====== Document excerpt ======

If thresholds is not None, this method doesn’t do anything. If thresholds is None, computes n_bins thresholds equally spaced on the range of X. The range of X is determined column-wise but the number of bins is the same for all features.

Parameters
  • X (2D np.ndarray) –

  • y (1D np.ndarray) –

Returns

self

Return type

MultiThresholdEncoder

transform(X)[source]

Transforms an array to a uint8 binary array of [0, 1].

The bins defined by the thresholds are not mutually exclusive, i.e a value x will activate all the bins corresponding to thresholds lesser than x.

Parameters

X (np.ndarray of size n_sample x n_features) – The input data to encode.

Returns

X_enc – The encoded data.

Return type

np.ndarray of uint8, of size n_samples x (n_features x n_bins)

class NoDecoding[source]

Bases: lightonml.encoding.base.BaseTransformer

Implements a No-Op Decoding class for API consistency.

transform(X)[source]

Function to encode or decode an array X.

Parameters

X – 2D np.ndarray or torch.Tensor

Returns

2D np.ndarray or torch.Tensor of uint8

class NoEncoding[source]

Bases: lightonml.encoding.base.BaseTransformer

Implements a No-Op Encoding class for API consistency.

transform(X)[source]

Function to encode or decode an array X.

Parameters

X – 2D np.ndarray or torch.Tensor

Returns

2D np.ndarray or torch.Tensor of uint8

class SeparatedBitPlanDecoder(precision, magnitude_p=1, magnitude_n=0, decoding_decay=0.5)[source]

Bases: lightonml.encoding.base.BaseTransformer

transform(X)[source]

Function to encode or decode an array X.

Parameters

X – 2D np.ndarray or torch.Tensor

Returns

2D np.ndarray or torch.Tensor of uint8

class SeparatedBitPlanEncoder(precision=6, **kwargs)[source]

Bases: lightonml.encoding.base.BaseTransformer

Implements an encoder for floating point input

Parameters

precision (int, optional) – The number of binary projections that are preformed to reconstruct an unsigned floating point projection. if the input contains both positive and negative values, the total number of projections is 2*precision

Returns

X_bits

Return type

np.array(dtype = np.unit8)

get_params()[source]

internal information necessary to undo the transformation, must be passed to the SeparatedBitPlanDecoder init.

transform(X)[source]

Function to encode or decode an array X.

Parameters

X – 2D np.ndarray or torch.Tensor

Returns

2D np.ndarray or torch.Tensor of uint8

class SequentialBaseTwoEncoder(n_gray_levels=16)[source]

Bases: lightonml.encoding.base.BaseTransformer

Implements a base 2 encoding.

E.g. \(5\) is written \(101\) in base 2: \(1 * 2^2 + 0 * 2^1 + 1 * 2^0\) = (1)*4 +(0)*2 +(1)*1, so the encoder will give 1111001.

Parameters

n_gray_levels (int,) – number of values that can be encoded. Must be a power of 2.

====== Supplied records ======

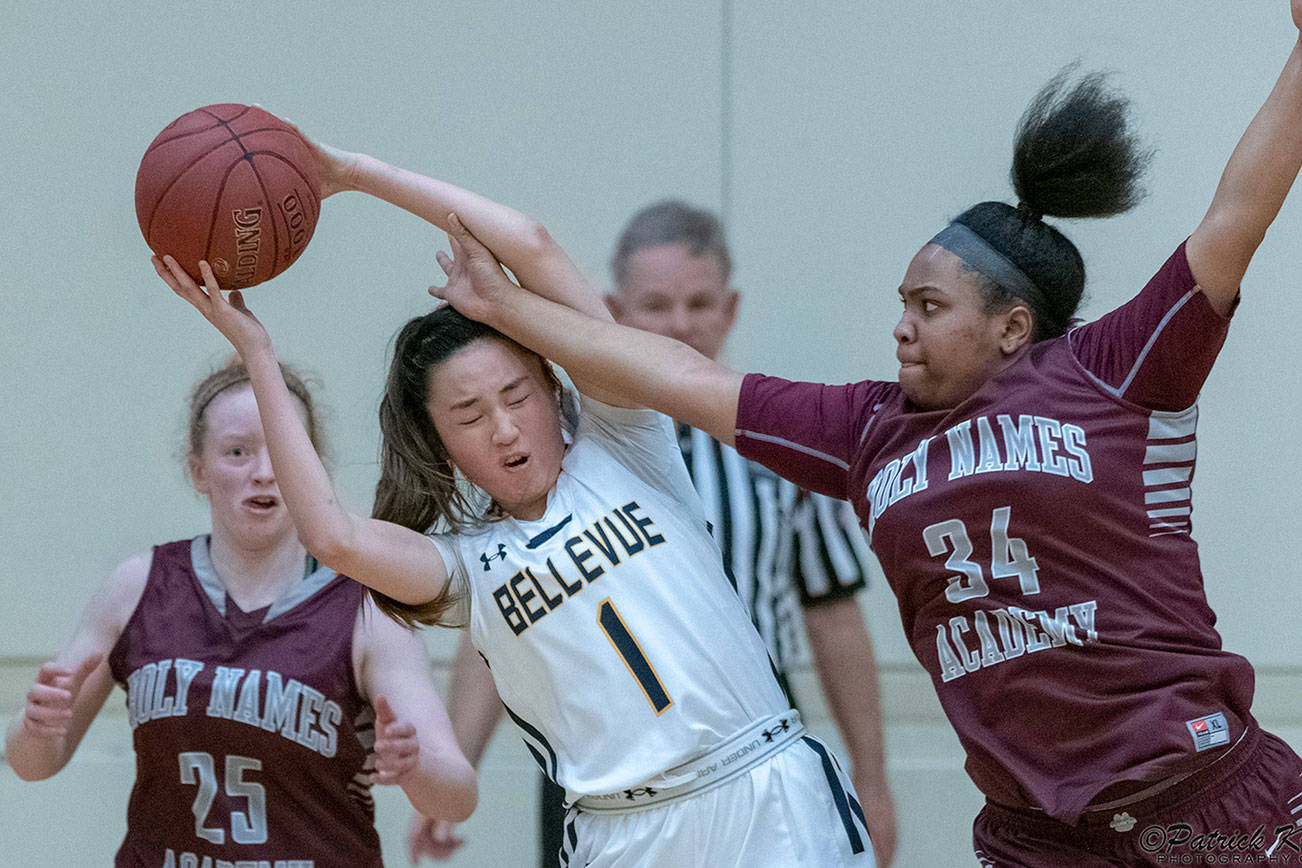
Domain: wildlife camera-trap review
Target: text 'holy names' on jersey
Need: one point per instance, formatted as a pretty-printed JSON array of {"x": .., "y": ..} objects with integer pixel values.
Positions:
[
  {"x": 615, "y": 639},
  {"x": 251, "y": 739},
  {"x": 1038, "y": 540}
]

======
====== Supplied records ======

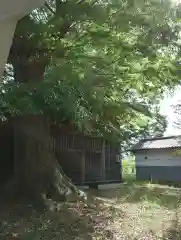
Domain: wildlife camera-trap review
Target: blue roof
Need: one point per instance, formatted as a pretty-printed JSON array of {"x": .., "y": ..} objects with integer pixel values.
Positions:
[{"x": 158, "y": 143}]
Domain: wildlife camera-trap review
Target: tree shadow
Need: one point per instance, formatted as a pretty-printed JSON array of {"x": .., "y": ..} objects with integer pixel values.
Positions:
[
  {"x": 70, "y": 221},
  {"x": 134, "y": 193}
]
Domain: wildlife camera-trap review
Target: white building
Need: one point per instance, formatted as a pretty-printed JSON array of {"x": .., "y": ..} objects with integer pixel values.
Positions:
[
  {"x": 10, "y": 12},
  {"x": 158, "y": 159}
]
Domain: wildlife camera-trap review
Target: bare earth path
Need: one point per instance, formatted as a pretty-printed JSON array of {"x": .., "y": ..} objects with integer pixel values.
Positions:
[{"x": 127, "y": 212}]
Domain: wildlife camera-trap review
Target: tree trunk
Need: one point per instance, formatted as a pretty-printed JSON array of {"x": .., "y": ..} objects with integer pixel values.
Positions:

======

Exercise set:
(a) According to the encoding documentation, why does the NoEncoding class exist? Answer in one to three sentences.
(b) Proceed with the encoding documentation from the point where it stops.
The data listing is separate material from the encoding documentation.

Responses per task:
(a) NoEncoding is a no-op encoding class. The encoding documentation says it is there for API consistency.

(b)
n_gray_levels

number of values that can be encoded. Must be a power of 2.

Type

int,

n_bits

number of bits needed to encode n_gray_levels values.

Type

int,

offset

value to subtract to get the minimum to 0.

Type

float,

scale

scaling factor to normalize the data.

Type

float,

fit(X, y=None)[source]

Computes parameters for the normalization.

Must be run only on the training set to avoid leaking information to the dev/test set.

Parameters
  • X (np.ndarray of uint [n_samples, n_features],) – the input data to encode.

  • y (np.ndarray,) – the targets data.

Returns

self

Return type

SequentialBaseTwoEncoder.

normalize(X)[source]

Normalize the data in the right range before the integer casting.

Parameters

X (np.ndarray of uint [n_samples, n_features],) – the input data to normalize.

Returns

X_norm – normalized data.

Return type

np.ndarray of uint8 [n_samples, n_features],

transform(X)[source]

Performs the encoding.

Parameters

X (2D np.ndarray of uint [n_samples, n_features],) – input data to encode.

Returns

X_enc – encoded input data.

Return type

2D np.ndarray of uint8 [n_samples, n_features*(n_gray_levels-1)

lightonml.encoding.models

class AE(*args: Any, **kwargs: Any)[source]

Bases: torch.nn.

class ConvAE(*args: Any, **kwargs: Any)[source]

Bases: torch.nn.

Autoencoder consisting of two convolutional layers (encoder, decoder).

Parameters
  • in_ch (int,) – number of input channels

  • out_ch (int,) – number of output channels

  • kernel_size (int or tuple,) – size of the convolutional filters

  • beta (float, default 1.,) – inverse temperature for tanh(beta x)

  • stride (int or tuple, optional, default 1,) – stride of the convolution

  • padding (int or tuple, optional, default 0,) – zero-padding added to both sides of the input

  • padding_mode (str, optional, default 'zeros',) – ‘zeros’ or ‘circular’

  • dilation (int or tuple, optional, default 1,) – spacing between kernel elements

  • groups (int, optional, default 1,) – number of blocked connections from input to output channels

  • bias (bool, optional, default True,) – adds a learnable bias to the output.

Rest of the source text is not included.